## EXERCISE
Could you express as a JSON list of strings the lines of the items below, starting at the line that contains "tag the cat" and stopping after the line that contains "<point>18,255</point>", with one string per line and blank lines left out?

## EXTRACTED ENTRIES

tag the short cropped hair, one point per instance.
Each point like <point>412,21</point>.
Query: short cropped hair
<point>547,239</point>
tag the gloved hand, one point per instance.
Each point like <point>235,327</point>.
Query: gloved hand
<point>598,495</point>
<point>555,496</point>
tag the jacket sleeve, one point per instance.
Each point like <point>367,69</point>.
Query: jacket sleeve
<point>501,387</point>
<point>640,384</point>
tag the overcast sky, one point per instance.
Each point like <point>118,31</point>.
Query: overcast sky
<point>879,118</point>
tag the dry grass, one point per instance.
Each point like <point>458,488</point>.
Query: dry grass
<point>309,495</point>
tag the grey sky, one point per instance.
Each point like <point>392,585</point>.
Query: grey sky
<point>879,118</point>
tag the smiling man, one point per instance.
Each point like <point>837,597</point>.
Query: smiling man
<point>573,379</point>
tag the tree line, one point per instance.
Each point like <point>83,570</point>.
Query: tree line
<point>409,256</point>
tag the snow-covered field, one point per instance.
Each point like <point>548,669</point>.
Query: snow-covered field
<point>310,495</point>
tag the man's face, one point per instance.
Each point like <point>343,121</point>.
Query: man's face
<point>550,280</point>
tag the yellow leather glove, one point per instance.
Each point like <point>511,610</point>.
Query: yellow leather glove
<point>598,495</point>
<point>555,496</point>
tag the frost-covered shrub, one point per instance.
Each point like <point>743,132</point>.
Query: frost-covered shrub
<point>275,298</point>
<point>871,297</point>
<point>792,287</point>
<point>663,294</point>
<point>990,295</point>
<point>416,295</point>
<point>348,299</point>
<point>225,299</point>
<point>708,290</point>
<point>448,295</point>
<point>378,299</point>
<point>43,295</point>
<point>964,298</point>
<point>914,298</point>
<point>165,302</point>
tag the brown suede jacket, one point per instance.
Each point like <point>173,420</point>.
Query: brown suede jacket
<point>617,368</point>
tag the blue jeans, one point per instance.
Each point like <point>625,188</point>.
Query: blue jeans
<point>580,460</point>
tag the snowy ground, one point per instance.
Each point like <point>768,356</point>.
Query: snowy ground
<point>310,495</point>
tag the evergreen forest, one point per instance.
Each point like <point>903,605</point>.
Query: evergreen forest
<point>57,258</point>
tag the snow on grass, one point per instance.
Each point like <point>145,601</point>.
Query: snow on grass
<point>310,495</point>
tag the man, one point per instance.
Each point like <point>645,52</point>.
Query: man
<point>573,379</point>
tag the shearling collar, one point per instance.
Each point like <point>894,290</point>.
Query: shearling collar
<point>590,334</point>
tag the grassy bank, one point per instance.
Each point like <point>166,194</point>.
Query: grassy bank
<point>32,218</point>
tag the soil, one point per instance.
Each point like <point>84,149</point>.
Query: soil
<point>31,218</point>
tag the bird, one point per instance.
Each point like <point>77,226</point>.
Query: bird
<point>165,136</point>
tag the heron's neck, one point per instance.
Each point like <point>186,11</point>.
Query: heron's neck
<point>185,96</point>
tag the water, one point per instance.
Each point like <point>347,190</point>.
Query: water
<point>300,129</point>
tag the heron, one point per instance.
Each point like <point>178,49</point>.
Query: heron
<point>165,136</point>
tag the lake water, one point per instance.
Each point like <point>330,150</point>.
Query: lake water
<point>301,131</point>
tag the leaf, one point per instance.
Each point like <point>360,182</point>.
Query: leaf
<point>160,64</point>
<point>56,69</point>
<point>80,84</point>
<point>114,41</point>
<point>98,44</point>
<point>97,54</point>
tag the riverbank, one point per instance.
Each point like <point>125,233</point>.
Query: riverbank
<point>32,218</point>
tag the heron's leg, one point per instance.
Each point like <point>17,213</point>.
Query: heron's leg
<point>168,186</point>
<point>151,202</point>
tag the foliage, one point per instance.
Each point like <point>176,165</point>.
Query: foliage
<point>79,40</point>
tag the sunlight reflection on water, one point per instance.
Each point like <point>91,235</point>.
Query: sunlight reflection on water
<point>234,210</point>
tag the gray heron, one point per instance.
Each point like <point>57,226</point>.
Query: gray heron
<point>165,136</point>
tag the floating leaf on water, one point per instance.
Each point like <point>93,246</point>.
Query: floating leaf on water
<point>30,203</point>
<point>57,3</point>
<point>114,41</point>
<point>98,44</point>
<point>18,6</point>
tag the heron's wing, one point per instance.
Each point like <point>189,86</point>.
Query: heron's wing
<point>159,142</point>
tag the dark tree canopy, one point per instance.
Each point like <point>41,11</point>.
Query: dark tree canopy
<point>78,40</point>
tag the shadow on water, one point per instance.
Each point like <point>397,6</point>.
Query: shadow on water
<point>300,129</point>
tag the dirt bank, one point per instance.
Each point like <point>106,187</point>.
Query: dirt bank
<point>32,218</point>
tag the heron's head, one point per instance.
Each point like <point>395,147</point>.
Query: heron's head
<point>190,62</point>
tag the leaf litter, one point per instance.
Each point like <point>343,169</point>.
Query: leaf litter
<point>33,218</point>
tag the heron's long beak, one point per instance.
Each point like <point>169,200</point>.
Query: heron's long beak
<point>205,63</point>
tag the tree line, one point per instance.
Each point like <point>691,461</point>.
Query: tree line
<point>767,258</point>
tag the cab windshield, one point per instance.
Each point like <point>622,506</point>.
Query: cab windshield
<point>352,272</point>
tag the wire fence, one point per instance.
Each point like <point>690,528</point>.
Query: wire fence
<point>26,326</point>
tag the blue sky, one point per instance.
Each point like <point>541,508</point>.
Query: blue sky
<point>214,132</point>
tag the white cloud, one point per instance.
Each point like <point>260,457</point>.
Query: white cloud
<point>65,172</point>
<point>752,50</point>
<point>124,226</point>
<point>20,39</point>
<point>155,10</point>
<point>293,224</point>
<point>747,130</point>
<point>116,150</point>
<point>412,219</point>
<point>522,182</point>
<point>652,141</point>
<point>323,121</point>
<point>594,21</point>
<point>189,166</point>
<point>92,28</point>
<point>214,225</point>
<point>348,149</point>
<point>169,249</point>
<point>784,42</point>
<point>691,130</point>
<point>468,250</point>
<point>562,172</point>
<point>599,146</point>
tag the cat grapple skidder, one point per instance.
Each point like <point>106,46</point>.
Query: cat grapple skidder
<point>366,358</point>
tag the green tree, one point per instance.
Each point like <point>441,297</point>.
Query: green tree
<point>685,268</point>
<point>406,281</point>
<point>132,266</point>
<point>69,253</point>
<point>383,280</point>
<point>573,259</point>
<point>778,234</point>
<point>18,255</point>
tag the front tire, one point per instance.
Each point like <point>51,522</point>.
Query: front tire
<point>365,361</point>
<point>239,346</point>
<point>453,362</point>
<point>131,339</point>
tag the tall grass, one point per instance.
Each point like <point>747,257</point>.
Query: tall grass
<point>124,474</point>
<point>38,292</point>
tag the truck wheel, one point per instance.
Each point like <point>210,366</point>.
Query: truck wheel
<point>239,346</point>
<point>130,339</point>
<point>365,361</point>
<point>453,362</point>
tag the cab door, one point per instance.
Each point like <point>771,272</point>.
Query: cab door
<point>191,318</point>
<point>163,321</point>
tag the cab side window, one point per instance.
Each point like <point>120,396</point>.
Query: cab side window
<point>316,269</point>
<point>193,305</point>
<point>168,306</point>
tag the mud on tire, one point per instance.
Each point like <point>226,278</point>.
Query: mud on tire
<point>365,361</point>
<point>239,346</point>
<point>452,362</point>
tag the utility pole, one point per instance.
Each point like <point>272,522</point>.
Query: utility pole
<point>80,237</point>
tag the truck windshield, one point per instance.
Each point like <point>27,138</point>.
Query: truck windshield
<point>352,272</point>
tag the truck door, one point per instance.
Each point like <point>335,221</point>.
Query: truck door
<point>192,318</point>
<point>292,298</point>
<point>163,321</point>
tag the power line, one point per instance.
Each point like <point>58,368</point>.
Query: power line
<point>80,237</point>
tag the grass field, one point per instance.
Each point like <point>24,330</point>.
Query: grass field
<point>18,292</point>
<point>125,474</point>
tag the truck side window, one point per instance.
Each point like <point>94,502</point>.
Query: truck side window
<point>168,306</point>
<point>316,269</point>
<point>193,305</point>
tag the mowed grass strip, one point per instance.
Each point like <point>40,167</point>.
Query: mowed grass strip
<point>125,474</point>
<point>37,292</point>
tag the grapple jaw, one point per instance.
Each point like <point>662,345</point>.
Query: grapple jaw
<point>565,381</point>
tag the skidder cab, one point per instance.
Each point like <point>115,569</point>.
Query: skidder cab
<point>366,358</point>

## RESPONSE
[
  "tag the cat grapple skidder, one point per instance.",
  "Each point like <point>106,46</point>.",
  "Query: cat grapple skidder",
  "<point>366,358</point>",
  "tag the green tree, one point per instance.",
  "Each point like <point>441,297</point>.",
  "Query: green tree",
  "<point>685,268</point>",
  "<point>406,281</point>",
  "<point>132,266</point>",
  "<point>69,253</point>",
  "<point>383,280</point>",
  "<point>573,259</point>",
  "<point>778,234</point>",
  "<point>18,255</point>"
]